## What this task involves
Render every line of the items below as a Markdown table with two columns, Row and Line, numbering the rows and skipping blank lines. Leave the pictures out of the table.

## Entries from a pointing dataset
↓↓↓

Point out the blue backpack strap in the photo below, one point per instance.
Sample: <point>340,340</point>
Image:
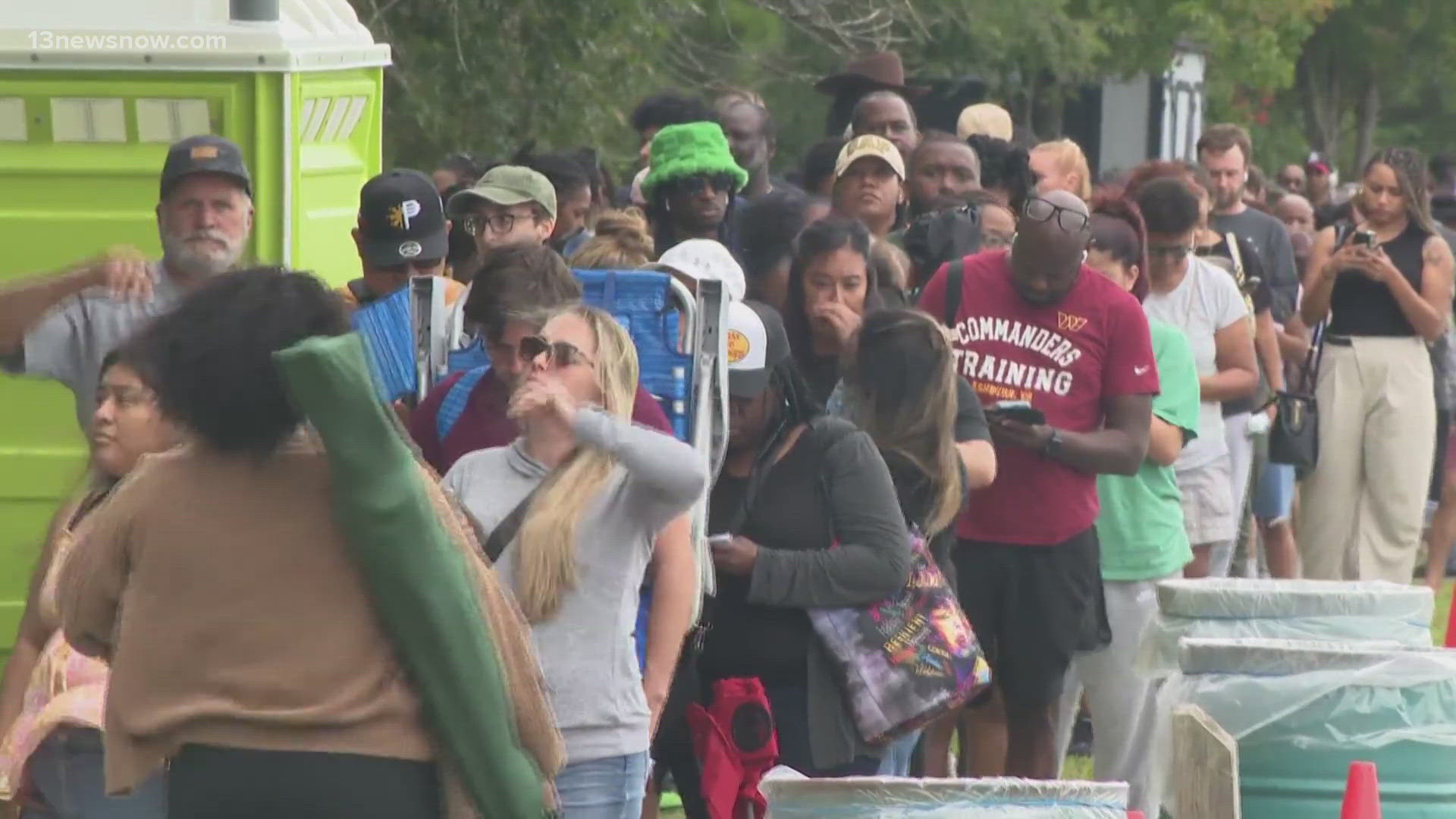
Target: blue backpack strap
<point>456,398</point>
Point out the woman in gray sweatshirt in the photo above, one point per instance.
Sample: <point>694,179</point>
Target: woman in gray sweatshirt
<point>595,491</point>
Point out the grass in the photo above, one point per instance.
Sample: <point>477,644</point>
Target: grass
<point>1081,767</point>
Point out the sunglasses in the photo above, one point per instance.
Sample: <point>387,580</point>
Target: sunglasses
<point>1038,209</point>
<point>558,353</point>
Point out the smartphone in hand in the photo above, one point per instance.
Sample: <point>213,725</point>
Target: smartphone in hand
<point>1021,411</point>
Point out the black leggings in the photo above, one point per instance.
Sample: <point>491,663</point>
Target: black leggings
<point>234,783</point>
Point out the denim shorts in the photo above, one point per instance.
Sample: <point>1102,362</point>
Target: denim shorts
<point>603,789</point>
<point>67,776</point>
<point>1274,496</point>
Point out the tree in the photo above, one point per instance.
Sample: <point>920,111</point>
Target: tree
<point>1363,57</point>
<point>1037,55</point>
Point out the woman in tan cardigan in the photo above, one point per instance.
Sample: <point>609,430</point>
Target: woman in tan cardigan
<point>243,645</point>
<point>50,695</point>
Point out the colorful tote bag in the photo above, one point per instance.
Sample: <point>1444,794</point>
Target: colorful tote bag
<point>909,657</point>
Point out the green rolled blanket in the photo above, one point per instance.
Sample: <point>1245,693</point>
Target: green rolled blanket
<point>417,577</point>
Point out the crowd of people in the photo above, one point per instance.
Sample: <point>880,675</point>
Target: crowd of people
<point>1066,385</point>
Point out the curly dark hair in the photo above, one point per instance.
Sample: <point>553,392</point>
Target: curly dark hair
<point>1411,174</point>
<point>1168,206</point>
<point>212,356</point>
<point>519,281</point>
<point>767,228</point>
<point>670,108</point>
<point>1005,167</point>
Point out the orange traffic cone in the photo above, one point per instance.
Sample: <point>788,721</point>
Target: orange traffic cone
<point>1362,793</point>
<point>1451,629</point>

↑↑↑

## Output for this exercise
| Row | Line |
|---|---|
| 1 | Point out the blue backpack strap in the photo below, one point per instance. |
| 2 | Sample: <point>340,340</point> |
| 3 | Image: |
| 4 | Target: blue backpack strap |
| 5 | <point>456,398</point> |
| 6 | Point out the woman in gray sweatshirt in the photo above, one point per instance. |
| 7 | Sample: <point>694,179</point> |
| 8 | Target: woman in gray sweatshirt |
| 9 | <point>595,491</point> |
| 10 | Point out the grass in the photo above, one point per instance. |
| 11 | Sample: <point>477,644</point> |
| 12 | Target: grass |
| 13 | <point>1081,767</point> |
| 14 | Point out the sunglasses in the photo above, one point per instance. |
| 15 | Sample: <point>387,580</point> |
| 16 | Target: sunglasses |
| 17 | <point>1038,209</point> |
| 18 | <point>558,353</point> |
| 19 | Point out the smartphone in hand in the photo above, one point per instance. |
| 20 | Sample: <point>213,725</point> |
| 21 | Target: smartphone in hand |
| 22 | <point>1021,411</point> |
| 23 | Point out the black leggings in the photo above, one point per instance. |
| 24 | Sample: <point>491,663</point> |
| 25 | Target: black leggings |
| 26 | <point>234,783</point> |
| 27 | Point out the denim shorts in the photo above, one point per instance. |
| 28 | Sample: <point>1102,362</point> |
| 29 | Target: denim shorts |
| 30 | <point>603,789</point> |
| 31 | <point>67,776</point> |
| 32 | <point>1274,496</point> |
| 33 | Point out the tree in the photo above, one point per instance. |
| 34 | Sample: <point>920,111</point> |
| 35 | Target: tree |
| 36 | <point>1363,57</point> |
| 37 | <point>1037,55</point> |
| 38 | Point out the woman in tan cardigan in the photo above, one point per instance. |
| 39 | Sample: <point>609,430</point> |
| 40 | Target: woman in tan cardigan |
| 41 | <point>243,645</point> |
| 42 | <point>50,695</point> |
| 43 | Point out the colorful tote bag in the photo above, one point per instance. |
| 44 | Sample: <point>1444,794</point> |
| 45 | Target: colorful tote bag |
| 46 | <point>909,657</point> |
| 47 | Point out the green rolled blanket in the photo above, one point per instance. |
| 48 | Sample: <point>1245,693</point> |
| 49 | Target: green rolled blanket |
| 50 | <point>417,577</point> |
| 51 | Point out the crowd of people in the photo above, one point per instance. |
| 52 | Sample: <point>880,675</point> |
| 53 | Target: crowd of people |
| 54 | <point>1066,385</point> |
| 55 | Point out the curly dark hair in the photo above, one point per instance. |
| 56 | Sample: <point>553,392</point> |
| 57 | Target: curly dark hair |
| 58 | <point>1411,174</point> |
| 59 | <point>1168,206</point> |
| 60 | <point>212,356</point> |
| 61 | <point>519,281</point> |
| 62 | <point>767,228</point> |
| 63 | <point>670,108</point> |
| 64 | <point>1005,167</point> |
| 65 | Point out the orange traffic cone in the photo above, one point per instance. |
| 66 | Sample: <point>788,721</point> |
| 67 | Target: orange traffic cone |
| 68 | <point>1362,793</point> |
| 69 | <point>1451,629</point> |